> STUDY TEXT
Item 3.03 Material Modification to Rights of Security Holders.

The disclosures under the Introductory Note, Item 3.01, Item 5.01 and Item 5.03 are incorporated herein by reference.

Item 5.01 Changes in Control of Registrant.

The disclosures under the Introductory Note, Item 3.01, Item 5.02 and Item 5.03 are incorporated herein by reference.

As a result of the consummation of the Offer and the Merger, there was a change in control of Dicerna, and Novo, as the indirect parent of Purchaser, acquired control of Dicerna. To the knowledge of Dicerna, there are no arrangements which may at a subsequent date result in a further change in control of Dicerna.

Item 5.02 Departure of Directors or Certain Officers; Election of Directors;

Appointment of Certain Officers; Compensatory Arrangements of Certain

Officers.

Pursuant to the Merger Agreement, as of the Effective Time, the directors and officers of Purchaser immediately prior to the Effective Time became the directors and officers of the Surviving Corporation. As of the Effective Time, Douglas M. Fambrough, III, Ph.D., J. Kevin Buchi, Stephen Doberstein, Ph.D., Martin Freed, M.D., Patrick Gray, Stephen J. Hoffman, M.D., Ph.D., Adam M. Koppel, M.D., Ph.D., Marc Kozin and Cynthia Smith each ceased to be directors of Dicerna and members of any committee of Dicerna's board of directors. These departures were not a result of any disagreement between Dicerna and the directors on any matter relating to Dicerna's operations, policies or practices.

> INFORMATION PROVIDED
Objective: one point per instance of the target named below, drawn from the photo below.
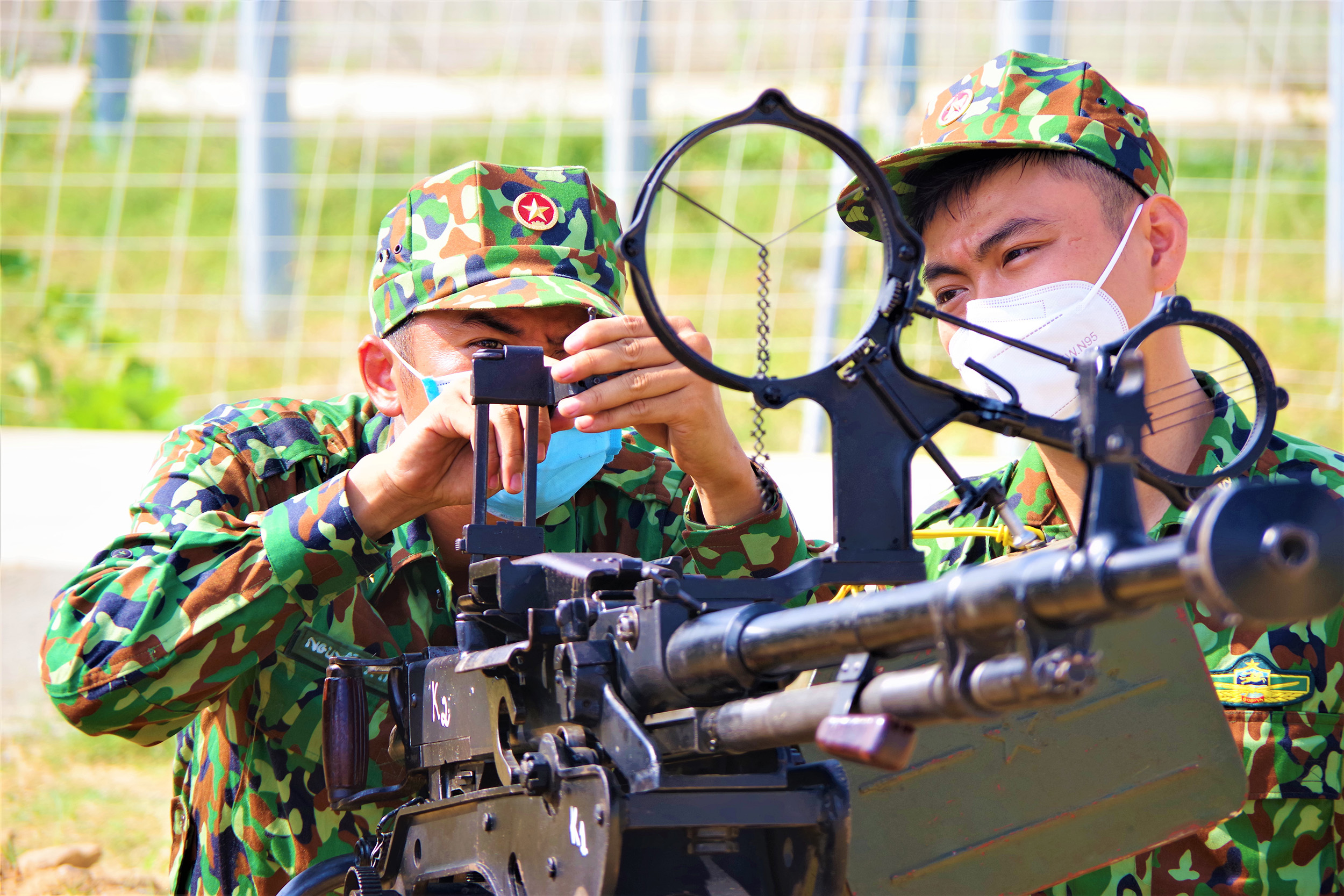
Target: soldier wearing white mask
(1043, 200)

> WORK TO COMPLETE
1. From the Dicerna merger filing, transcribe the part that opens with the words containing "Item 5.01 Changes" and closes with "5.02 and Item 5.03 are incorporated herein by reference.".
2. Go on with the Dicerna merger filing from the point where it stops.

> ANSWERS FOR THIS EXERCISE
1.
Item 5.01 Changes in Control of Registrant.

The disclosures under the Introductory Note, Item 3.01, Item 5.02 and Item 5.03 are incorporated herein by reference.

2.
The directors of Purchaser immediately prior to the Effective Time were Jamie Haney, Ulrich Christian Otte and Thomas Haagen. The executive officer of Purchaser immediately prior to the Effective Time was Ulrich Christian Otte, President. Effective as of the Effective Time, Bob D. Brown, our Chief Scientific Officer and Senior Vice President, will be appointed to serve as President of the Company. Information regarding the new directors and executive officers has been previously disclosed in Schedule A of the Offer to Purchase filed as Exhibit (a)(1)(A) to the Tender Offer Statement on Schedule TO filed by Novo and Purchaser with the SEC on November 24, 2021, as subsequently amended, which is incorporated herein by reference.

Item 5.03 Amendments to Articles of Incorporation or Bylaws; Change of Fiscal

Year.

Pursuant to the terms of the Merger Agreement, as of the Effective Time, Dicerna's certificate of incorporation, as in effect immediately prior to the Effective Time, was amended and restated in its entirety (the "Second Amended and Restated Certificate of Incorporation"). In addition, pursuant to the terms of the Merger Agreement, at the Effective Time, Dicerna's by-laws, as in effect immediately prior to the Effective Time, were amended and restated in their entirety (the "Second Amended and Restated By-Laws").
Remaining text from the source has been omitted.